-- Directives --
• A. In the article on Kazuki Fujitaka, shorten the paragraph that begins "Fujitaka was born in Osaka City" while keeping its main facts.
• B. From the article on Kazuki Fujitaka, reproduce the passage that begins at the words "Kazuki Fujitaka (藤高" and stops after "and transgender studies.", with no changes.
• C. Continue the article on Kazuki Fujitaka from the point where it ends.

***** Document extract

= Kazuki Fujitaka =

Japanese philosopher

Kazuki Fujitaka (藤高 和輝, Fujitaka Kazuki) is a Japanese philosopher and an associate professor in the Faculty of Cultural Studies at Kyoto Sangyo University. (Note: Fujitaka has stated, "I cannot fully dispel a sense of discomfort with the identity of 'being a man.' ... I oscillate between a male identity and a transgender identity." Consequently, this article uses the pronouns they/them to refer to Fujitaka.) Their areas of expertise include contemporary philosophy, feminism, queer theory, and transgender studies.

==Early life and education==
Fujitaka was born in Osaka City. They graduated from the School of Human Sciences at Osaka University and completed both their master's and doctoral programs at the same institution. Fujitaka earned a Ph.D. in Human Sciences with a dissertation titled Judith Butler: The Fight for Life and Philosophy.

==Career==
After serving as a JSPS Research Fellowship for Young Scientists and as an assistant professor at the Graduate School of Human Sciences at Osaka University, Fujitaka joined Kyoto Sangyo University in 2020.

**********
***** Given information

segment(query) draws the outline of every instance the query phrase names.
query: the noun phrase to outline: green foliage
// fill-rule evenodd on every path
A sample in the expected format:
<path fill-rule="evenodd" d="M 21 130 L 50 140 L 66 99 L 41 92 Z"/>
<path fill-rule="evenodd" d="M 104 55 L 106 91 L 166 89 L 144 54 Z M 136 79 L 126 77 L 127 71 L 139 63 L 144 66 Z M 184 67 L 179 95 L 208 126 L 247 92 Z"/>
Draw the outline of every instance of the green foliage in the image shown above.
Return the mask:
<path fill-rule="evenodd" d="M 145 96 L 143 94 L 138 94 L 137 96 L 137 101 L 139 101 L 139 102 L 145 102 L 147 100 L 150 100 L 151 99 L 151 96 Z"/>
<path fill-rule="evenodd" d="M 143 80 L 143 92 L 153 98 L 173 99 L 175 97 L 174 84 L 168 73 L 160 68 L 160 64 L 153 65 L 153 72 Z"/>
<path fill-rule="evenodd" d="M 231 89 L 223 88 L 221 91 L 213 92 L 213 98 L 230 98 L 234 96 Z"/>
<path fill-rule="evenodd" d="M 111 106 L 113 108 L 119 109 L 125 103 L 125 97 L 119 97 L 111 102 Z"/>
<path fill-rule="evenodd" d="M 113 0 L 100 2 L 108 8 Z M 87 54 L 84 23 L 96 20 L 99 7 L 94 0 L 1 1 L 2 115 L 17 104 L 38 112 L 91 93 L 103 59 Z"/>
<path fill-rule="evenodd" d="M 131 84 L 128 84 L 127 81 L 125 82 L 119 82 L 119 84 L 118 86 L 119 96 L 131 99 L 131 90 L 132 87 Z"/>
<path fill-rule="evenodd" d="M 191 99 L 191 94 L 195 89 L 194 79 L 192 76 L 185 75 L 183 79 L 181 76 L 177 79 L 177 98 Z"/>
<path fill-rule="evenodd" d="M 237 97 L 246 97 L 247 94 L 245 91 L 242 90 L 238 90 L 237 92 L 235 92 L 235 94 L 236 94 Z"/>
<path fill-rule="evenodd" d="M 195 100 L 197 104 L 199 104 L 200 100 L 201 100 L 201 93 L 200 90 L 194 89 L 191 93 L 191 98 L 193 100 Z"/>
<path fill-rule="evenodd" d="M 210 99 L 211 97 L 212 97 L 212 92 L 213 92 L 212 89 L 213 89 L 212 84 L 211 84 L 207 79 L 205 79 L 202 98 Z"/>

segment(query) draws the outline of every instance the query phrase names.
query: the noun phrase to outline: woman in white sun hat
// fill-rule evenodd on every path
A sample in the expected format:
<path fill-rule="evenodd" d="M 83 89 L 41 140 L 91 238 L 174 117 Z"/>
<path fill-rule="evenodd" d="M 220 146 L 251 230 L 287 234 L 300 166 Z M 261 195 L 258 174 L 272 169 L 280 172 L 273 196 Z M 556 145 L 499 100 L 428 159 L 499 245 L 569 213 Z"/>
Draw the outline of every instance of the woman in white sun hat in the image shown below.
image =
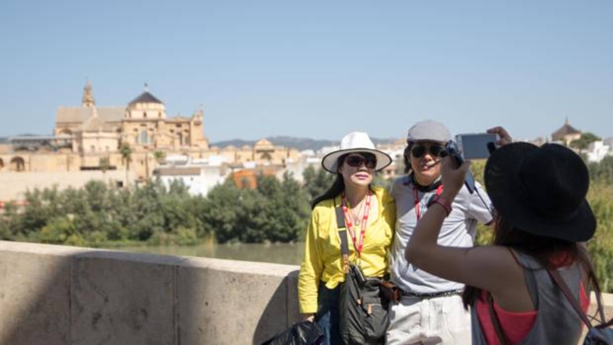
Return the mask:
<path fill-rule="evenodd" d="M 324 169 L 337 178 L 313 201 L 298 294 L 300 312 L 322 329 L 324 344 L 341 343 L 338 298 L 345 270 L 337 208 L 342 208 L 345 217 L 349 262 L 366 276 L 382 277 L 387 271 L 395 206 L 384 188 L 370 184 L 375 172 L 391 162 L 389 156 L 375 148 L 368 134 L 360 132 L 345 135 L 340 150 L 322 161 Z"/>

**********
***** Given information

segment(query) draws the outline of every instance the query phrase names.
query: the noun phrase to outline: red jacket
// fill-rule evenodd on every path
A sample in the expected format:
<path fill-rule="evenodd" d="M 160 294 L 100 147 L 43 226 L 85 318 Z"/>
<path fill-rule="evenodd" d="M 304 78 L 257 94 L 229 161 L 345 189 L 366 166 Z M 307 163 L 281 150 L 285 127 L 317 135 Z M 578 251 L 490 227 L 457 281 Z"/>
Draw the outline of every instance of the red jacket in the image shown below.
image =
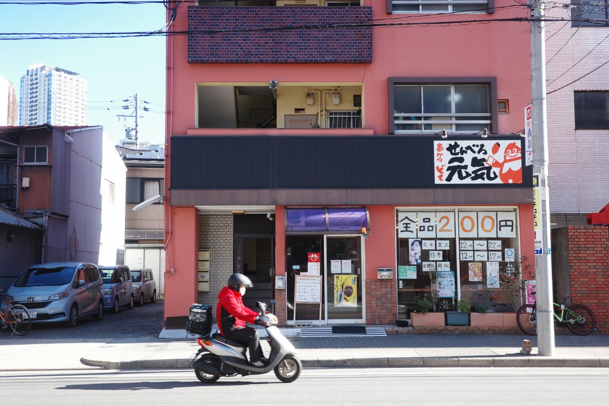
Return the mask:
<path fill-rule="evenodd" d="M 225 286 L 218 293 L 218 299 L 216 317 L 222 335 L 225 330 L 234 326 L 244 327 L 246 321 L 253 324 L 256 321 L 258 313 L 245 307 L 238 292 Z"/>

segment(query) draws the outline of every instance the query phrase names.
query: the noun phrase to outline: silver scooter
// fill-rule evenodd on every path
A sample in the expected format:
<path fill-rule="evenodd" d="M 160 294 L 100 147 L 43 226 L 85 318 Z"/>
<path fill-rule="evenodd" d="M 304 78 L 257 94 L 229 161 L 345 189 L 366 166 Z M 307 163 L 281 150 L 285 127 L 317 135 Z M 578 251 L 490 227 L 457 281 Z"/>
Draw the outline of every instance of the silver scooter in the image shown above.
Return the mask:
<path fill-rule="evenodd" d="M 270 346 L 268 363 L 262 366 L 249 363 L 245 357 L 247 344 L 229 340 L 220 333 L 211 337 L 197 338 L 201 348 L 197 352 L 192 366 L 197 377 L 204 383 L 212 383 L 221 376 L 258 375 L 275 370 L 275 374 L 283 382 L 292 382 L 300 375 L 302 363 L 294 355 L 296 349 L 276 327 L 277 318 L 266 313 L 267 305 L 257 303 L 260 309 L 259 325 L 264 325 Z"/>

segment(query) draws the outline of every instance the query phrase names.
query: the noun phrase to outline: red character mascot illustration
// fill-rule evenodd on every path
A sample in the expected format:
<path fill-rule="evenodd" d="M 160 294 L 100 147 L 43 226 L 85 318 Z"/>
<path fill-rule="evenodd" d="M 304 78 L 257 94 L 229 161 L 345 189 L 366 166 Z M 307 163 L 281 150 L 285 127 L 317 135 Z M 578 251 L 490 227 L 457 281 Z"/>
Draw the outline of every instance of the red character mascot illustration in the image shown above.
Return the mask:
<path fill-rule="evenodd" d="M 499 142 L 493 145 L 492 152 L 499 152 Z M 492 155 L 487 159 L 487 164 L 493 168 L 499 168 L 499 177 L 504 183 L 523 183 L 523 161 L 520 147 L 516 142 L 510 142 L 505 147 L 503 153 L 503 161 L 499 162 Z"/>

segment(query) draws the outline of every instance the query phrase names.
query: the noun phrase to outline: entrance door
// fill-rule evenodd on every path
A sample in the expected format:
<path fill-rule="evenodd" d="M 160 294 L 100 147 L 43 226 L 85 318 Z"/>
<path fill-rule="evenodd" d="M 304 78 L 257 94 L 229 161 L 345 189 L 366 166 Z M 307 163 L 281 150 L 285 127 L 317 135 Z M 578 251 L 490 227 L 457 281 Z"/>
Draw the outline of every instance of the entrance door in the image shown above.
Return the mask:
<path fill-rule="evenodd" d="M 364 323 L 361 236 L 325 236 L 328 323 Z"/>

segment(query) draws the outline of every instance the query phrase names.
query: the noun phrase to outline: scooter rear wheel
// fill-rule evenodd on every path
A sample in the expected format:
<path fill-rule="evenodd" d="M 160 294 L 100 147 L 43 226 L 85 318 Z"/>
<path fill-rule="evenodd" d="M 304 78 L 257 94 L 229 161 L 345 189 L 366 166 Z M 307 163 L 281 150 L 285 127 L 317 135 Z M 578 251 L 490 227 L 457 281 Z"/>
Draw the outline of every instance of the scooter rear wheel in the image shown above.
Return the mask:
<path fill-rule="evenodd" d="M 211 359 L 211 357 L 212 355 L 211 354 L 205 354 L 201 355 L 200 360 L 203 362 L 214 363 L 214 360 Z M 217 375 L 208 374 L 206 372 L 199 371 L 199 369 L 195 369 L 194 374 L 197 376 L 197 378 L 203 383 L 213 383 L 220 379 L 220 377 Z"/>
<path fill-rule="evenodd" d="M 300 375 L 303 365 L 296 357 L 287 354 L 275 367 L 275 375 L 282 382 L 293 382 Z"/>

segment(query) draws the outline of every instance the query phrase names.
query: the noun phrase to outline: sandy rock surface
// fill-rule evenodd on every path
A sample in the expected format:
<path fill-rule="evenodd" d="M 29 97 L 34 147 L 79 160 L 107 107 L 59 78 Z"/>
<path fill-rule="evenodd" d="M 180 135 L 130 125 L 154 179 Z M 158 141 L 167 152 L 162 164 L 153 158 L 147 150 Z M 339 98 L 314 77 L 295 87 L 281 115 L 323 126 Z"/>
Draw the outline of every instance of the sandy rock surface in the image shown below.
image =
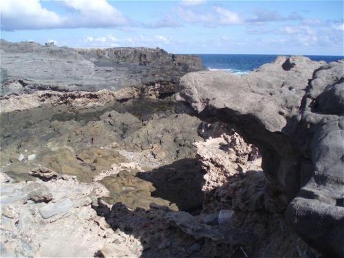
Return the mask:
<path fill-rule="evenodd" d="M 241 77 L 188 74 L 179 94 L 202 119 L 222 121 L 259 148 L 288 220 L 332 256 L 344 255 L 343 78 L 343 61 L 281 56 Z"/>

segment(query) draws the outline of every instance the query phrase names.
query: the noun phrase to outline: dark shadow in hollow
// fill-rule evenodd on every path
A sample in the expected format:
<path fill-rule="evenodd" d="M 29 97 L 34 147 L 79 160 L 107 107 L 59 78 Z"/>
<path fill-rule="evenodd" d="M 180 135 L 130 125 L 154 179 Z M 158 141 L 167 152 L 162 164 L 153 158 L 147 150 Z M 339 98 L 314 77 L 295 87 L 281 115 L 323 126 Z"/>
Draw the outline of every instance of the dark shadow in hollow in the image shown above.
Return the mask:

**********
***** Given information

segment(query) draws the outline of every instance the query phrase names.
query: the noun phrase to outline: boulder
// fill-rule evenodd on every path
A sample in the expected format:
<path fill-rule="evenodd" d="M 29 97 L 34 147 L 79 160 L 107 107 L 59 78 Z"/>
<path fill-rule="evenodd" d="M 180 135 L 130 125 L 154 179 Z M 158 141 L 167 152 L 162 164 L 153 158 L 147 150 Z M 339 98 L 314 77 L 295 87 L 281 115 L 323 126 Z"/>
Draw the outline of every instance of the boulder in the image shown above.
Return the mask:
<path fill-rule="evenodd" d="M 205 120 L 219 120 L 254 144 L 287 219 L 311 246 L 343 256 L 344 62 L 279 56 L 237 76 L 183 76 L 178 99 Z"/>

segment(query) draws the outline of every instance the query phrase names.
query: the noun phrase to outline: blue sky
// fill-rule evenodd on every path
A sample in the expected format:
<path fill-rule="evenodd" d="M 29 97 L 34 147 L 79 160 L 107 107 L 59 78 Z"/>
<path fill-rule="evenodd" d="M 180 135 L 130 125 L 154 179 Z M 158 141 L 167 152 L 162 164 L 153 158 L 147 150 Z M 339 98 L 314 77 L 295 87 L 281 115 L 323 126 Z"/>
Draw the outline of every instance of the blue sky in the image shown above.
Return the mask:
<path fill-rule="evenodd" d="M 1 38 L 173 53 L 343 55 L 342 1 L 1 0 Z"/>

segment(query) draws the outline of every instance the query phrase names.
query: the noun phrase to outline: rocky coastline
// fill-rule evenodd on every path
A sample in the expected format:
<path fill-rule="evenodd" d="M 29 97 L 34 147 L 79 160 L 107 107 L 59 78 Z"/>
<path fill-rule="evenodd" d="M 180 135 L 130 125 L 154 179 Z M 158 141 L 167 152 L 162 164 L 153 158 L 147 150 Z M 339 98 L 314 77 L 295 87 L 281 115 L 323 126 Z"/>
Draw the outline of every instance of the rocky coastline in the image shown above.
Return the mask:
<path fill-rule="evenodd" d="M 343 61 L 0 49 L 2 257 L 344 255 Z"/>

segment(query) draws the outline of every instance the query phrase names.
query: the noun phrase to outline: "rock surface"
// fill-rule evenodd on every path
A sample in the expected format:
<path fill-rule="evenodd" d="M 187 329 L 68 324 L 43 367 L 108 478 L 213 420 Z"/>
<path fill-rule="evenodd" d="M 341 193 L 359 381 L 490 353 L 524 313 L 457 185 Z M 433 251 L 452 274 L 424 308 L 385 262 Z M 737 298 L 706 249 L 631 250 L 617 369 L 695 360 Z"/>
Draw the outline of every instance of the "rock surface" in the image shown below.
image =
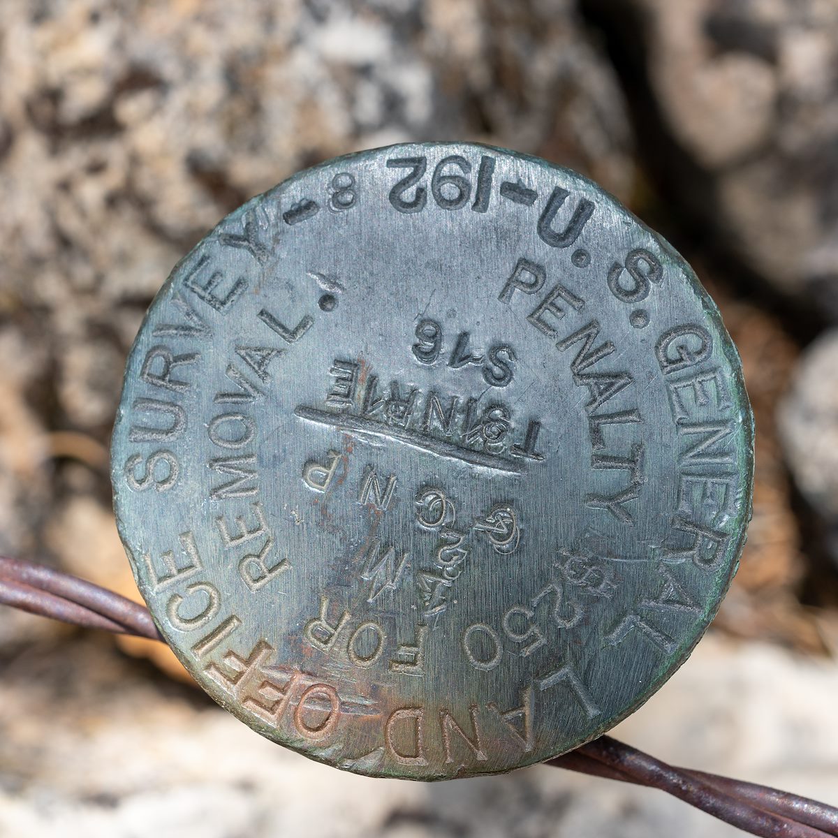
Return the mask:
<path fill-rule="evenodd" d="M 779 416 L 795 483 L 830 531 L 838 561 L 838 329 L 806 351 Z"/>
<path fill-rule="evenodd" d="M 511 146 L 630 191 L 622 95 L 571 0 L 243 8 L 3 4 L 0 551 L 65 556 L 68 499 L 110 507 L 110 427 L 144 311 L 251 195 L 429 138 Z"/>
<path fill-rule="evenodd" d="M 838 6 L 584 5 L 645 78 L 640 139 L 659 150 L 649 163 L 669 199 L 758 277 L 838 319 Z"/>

**********

-- Answer set --
• A. Born in Osaka City, Fujitaka did their undergraduate, master's, and doctoral studies at Osaka University. They graduated from its School of Human Sciences and earned a Ph.D. in Human Sciences with the dissertation Judith Butler: The Fight for Life and Philosophy.

• B.
Kazuki Fujitaka (藤高 和輝, Fujitaka Kazuki) is a Japanese philosopher and an associate professor in the Faculty of Cultural Studies at Kyoto Sangyo University. (Note: Fujitaka has stated, "I cannot fully dispel a sense of discomfort with the identity of 'being a man.' ... I oscillate between a male identity and a transgender identity." Consequently, this article uses the pronouns they/them to refer to Fujitaka.) Their areas of expertise include contemporary philosophy, feminism, queer theory, and transgender studies.

• C.
==Research and contributions==
Fujitaka began their academic career by studying the intellectual formation of Judith Butler’s philosophy. They have since developed a unique concept they refer to as the "philosophy of trouble," which synthesizes insights from feminist and queer thinkers such as Mitsu Tanaka, bell hooks, and Sara Ahmed. Fujitaka is also recognized for their contributions to Japanese scholarship on intersectionality.

In addition to their academic research, Fujitaka is known for their work translating key texts in queer theory into Japanese. Their translation portfolio includes works by Sara Ahmed, Lee Edelman, and Gayle Salamon.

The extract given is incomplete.